_What is expected_:
Convert the lines from the line with "like [91, 268]." through the line with "Query: woman's hand on chin", both included, into a Markdown table with the columns Row and Content. Number each line in Row and omit any blank lines.
══ Dataset ══
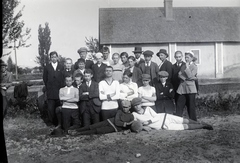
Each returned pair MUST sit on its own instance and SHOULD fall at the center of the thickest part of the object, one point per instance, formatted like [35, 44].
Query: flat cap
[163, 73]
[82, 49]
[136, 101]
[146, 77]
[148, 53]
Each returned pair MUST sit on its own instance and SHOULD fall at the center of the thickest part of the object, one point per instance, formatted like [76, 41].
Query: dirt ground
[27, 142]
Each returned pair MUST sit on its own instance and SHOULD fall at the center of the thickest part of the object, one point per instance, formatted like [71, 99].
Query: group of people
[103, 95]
═══
══ Dataset ══
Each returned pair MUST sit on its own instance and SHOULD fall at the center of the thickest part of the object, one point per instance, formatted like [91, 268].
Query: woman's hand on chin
═══
══ Dataset ══
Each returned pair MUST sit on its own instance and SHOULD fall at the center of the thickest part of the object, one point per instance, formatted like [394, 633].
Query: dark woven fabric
═══
_Written response_:
| Row | Content |
|---|---|
| 1 | Each returned pair MUST sit on its own instance and SHOULD fall at the center of the thickest part of the object, one point per instance, formatted like [91, 268]. |
| 2 | Query: woman's hand on chin |